#### PROVIDED INFORMATION:
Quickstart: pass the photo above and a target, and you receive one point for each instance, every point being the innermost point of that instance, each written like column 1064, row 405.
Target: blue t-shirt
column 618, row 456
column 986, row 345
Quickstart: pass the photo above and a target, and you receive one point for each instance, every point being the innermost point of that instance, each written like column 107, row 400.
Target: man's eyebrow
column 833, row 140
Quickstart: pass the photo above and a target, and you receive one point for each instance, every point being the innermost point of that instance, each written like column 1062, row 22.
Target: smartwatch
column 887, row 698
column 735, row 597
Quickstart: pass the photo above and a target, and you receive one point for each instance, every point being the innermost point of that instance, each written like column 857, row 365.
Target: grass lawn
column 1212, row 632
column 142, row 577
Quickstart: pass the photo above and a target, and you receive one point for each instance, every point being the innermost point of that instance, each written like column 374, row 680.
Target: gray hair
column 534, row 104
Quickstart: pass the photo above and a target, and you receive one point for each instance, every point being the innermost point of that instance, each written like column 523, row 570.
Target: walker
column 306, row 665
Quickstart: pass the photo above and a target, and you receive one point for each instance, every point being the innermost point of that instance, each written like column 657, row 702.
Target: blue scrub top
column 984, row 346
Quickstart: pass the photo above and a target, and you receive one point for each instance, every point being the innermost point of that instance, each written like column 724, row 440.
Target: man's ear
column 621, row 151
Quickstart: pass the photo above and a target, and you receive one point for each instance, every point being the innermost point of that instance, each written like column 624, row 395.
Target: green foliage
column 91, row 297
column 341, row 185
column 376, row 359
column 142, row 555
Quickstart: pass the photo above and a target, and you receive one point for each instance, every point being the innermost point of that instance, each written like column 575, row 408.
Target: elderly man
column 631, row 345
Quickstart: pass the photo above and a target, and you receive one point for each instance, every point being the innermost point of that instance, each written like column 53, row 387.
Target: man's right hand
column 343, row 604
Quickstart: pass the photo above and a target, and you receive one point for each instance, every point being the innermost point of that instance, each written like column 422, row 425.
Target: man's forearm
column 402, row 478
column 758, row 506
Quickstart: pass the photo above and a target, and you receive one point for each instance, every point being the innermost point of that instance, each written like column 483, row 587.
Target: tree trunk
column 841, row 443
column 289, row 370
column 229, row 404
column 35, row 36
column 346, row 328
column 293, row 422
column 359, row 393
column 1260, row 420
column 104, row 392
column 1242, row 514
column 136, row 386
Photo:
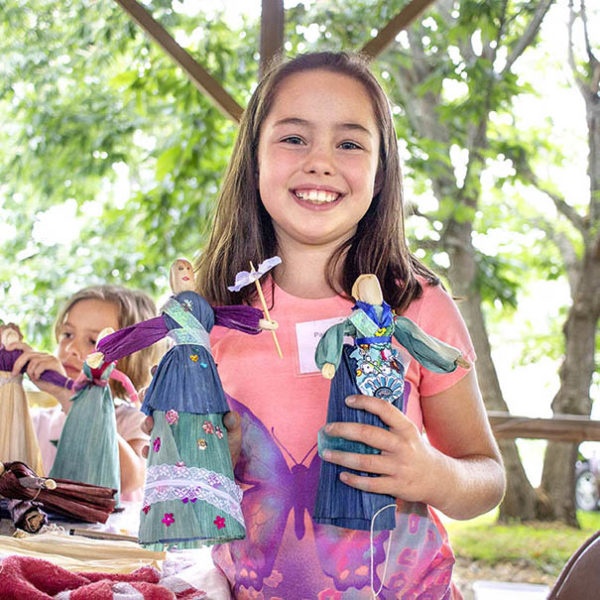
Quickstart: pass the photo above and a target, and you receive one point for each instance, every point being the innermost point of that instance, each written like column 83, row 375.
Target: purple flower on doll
column 171, row 417
column 219, row 522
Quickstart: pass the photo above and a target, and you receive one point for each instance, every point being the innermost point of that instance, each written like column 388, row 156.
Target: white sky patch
column 57, row 225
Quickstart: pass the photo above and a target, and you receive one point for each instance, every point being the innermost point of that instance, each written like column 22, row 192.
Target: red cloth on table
column 27, row 578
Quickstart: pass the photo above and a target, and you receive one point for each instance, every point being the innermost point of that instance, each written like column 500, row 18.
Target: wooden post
column 199, row 76
column 401, row 21
column 271, row 33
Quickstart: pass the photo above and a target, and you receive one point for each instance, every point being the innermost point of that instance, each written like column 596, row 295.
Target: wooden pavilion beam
column 271, row 33
column 559, row 428
column 400, row 22
column 199, row 76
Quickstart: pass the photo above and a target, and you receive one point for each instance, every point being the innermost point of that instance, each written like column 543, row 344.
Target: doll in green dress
column 190, row 496
column 370, row 367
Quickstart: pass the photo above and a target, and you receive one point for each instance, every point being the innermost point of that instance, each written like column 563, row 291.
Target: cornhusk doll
column 18, row 441
column 88, row 450
column 370, row 367
column 190, row 497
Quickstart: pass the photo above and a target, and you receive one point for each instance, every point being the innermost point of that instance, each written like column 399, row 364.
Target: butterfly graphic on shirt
column 271, row 491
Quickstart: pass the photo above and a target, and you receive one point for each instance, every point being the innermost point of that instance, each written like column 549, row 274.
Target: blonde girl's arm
column 37, row 363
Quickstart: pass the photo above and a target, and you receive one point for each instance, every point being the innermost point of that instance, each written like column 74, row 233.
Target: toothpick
column 266, row 310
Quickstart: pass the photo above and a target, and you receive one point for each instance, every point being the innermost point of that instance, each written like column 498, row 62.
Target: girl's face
column 182, row 276
column 79, row 331
column 317, row 158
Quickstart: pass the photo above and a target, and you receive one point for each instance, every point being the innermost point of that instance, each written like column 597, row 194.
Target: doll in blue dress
column 190, row 496
column 370, row 367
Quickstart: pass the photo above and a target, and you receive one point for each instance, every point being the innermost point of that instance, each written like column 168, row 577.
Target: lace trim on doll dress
column 191, row 330
column 188, row 484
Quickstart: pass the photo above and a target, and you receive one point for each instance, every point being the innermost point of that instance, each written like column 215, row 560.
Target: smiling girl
column 315, row 179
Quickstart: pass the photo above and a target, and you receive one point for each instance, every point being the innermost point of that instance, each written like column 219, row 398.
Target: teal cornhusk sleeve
column 329, row 348
column 433, row 354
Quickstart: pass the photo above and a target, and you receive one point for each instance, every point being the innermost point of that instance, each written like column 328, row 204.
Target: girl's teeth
column 318, row 196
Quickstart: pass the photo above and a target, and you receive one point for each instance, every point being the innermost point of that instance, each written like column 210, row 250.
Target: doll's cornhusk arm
column 329, row 348
column 433, row 354
column 240, row 317
column 130, row 339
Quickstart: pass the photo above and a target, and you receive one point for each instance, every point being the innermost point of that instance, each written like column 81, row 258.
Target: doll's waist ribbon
column 191, row 330
column 189, row 484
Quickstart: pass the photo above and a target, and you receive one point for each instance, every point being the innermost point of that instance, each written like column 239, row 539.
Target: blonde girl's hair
column 133, row 306
column 243, row 230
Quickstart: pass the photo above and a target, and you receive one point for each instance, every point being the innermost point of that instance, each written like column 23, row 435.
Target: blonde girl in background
column 76, row 328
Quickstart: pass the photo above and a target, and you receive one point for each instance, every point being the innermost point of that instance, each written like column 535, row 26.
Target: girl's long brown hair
column 243, row 230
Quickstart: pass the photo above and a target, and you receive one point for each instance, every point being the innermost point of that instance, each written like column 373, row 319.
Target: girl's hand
column 328, row 370
column 38, row 363
column 406, row 465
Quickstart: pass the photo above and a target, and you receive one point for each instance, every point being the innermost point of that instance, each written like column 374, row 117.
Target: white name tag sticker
column 308, row 335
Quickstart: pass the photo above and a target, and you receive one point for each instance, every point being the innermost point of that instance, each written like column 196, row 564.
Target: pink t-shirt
column 283, row 404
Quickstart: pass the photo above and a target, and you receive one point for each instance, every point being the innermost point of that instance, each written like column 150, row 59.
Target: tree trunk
column 573, row 396
column 520, row 499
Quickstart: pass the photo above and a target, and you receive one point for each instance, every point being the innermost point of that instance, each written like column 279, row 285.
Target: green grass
column 547, row 546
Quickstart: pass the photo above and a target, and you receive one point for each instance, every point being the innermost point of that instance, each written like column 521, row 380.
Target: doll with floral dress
column 373, row 368
column 190, row 496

#### GIVEN REQUEST:
Exactly and only the lines from the one containing "150, row 59." through the end of the material are to be reproduced, both ends included.

#### WRITTEN ANSWER:
Quickstart: pass the photo above and a target, and you receive one point for each instance, every point being the innermost point of that instance, each written like column 150, row 59.
Target: tree trunk
column 573, row 396
column 520, row 499
Quickstart: pass the photo above and a target, and you receive one point for each instance, every point being the innermost point of that instance, each written like column 279, row 285.
Target: green grass
column 547, row 546
Quickstart: pass the photo above and a target, and you receive one point for each instance, every point being the innermost point of that instance, each written like column 521, row 380.
Target: doll with floral dress
column 373, row 368
column 190, row 496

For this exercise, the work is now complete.